- **TASK DESCRIPTION**
Convert the material below into a Markdown table with the columns Row and Line, from the line containing "hat brim, the" through the last line. Leave out any blank lines.

[Saved entries]
>>>

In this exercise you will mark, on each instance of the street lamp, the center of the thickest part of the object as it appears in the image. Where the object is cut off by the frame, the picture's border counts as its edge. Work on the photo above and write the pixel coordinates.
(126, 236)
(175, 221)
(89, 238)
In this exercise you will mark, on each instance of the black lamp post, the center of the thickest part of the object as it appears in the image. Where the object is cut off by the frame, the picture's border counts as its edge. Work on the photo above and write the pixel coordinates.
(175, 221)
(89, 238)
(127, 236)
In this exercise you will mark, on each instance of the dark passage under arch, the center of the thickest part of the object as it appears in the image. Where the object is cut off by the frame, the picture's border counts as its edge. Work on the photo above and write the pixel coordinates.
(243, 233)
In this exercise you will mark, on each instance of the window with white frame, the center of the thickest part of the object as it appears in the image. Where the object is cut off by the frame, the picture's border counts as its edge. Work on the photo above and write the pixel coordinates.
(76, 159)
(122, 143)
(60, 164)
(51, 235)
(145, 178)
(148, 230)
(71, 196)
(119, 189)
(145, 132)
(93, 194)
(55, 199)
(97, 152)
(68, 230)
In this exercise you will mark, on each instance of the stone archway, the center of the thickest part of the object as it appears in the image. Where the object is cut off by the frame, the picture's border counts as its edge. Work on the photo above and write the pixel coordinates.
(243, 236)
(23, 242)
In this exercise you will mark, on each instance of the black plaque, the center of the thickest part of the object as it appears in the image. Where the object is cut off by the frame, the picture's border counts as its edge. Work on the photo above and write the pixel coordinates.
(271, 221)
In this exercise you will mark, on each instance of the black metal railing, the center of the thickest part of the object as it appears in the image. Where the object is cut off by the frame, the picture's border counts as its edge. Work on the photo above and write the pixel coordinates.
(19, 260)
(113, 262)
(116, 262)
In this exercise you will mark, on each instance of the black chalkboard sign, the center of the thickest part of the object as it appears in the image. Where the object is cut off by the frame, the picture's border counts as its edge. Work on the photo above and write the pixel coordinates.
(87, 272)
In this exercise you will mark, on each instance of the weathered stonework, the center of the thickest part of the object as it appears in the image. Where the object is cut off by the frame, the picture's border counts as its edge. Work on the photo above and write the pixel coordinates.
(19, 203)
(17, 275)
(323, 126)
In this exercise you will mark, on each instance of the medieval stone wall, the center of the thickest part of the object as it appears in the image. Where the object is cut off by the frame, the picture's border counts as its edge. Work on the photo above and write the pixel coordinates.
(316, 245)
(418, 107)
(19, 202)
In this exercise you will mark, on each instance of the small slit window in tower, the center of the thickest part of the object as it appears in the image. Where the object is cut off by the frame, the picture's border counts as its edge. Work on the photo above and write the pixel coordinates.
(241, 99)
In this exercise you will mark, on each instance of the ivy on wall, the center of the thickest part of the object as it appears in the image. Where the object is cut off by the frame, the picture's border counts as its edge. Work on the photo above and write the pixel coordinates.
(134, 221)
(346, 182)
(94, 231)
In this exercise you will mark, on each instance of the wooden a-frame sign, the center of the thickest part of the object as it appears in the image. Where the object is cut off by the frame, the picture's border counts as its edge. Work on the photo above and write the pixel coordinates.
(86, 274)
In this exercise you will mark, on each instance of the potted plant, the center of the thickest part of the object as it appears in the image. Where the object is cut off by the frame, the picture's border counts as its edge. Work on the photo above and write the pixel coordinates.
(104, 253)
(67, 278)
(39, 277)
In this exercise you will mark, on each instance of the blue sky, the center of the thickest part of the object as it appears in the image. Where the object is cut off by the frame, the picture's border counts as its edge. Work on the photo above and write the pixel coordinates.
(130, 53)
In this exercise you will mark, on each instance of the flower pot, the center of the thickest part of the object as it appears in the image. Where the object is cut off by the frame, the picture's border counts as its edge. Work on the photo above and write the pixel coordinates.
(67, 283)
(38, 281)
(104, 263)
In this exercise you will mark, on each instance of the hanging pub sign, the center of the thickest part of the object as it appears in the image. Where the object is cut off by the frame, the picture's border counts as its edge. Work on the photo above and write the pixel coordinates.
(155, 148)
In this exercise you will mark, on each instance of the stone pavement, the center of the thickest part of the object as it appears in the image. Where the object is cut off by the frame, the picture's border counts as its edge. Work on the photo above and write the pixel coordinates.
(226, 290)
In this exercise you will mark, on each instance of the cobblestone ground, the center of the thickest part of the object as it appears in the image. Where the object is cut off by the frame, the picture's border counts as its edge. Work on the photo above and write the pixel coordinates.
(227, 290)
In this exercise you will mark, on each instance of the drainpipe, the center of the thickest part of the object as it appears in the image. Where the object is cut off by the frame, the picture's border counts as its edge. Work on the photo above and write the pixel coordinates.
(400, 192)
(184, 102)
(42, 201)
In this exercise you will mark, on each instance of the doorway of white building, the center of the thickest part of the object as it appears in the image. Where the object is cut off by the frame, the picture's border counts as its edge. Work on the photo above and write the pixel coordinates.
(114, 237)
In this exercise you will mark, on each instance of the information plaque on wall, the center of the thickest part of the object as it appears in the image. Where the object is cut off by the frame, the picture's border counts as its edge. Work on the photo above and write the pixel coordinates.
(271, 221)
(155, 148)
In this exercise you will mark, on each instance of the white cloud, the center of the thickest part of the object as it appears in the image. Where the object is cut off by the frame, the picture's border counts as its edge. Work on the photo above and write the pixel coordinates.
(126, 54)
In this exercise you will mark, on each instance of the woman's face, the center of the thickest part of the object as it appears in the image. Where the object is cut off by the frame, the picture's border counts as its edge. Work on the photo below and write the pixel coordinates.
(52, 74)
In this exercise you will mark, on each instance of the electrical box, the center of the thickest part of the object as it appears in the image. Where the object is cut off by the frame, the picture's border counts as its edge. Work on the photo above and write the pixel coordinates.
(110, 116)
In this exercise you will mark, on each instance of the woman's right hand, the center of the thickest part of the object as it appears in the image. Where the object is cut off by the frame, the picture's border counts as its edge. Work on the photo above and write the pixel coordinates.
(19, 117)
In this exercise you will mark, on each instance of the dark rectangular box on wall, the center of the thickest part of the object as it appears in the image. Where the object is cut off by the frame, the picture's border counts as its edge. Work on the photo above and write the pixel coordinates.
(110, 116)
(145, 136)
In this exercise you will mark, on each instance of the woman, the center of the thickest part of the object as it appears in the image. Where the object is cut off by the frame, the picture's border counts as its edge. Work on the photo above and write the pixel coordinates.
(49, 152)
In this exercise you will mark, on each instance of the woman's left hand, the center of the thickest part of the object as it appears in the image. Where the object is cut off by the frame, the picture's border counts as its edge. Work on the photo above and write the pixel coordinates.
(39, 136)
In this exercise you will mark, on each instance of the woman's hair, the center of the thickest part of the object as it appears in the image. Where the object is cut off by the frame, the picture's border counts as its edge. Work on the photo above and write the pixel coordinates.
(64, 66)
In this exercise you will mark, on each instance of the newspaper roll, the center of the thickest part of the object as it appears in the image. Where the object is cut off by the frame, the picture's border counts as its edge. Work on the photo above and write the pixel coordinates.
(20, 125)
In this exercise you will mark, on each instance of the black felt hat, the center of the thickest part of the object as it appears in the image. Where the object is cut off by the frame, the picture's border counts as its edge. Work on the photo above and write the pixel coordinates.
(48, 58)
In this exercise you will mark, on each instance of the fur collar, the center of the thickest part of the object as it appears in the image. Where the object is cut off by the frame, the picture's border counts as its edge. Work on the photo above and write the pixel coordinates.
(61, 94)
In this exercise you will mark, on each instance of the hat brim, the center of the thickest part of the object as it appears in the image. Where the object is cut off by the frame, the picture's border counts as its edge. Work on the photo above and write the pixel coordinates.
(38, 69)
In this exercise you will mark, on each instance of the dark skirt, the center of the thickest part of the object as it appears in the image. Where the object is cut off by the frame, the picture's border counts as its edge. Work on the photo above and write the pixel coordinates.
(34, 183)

<<<

- **FINAL RESULT**
| Row | Line |
|---|---|
| 1 | In this exercise you will mark, on each instance of the hat brim, the center of the thickest part of the object as it appears in the image. Where the object is cut off by the frame, the picture's border counts as its edge. Work on the photo above and write the pixel coordinates. |
| 2 | (38, 69) |
| 3 | In this exercise you will mark, on each instance of the dark skirt, the center of the thickest part of the object as it appears in the image. Where the object is cut off by the frame, the picture's border counts as its edge. Work on the photo above and write the pixel coordinates. |
| 4 | (34, 183) |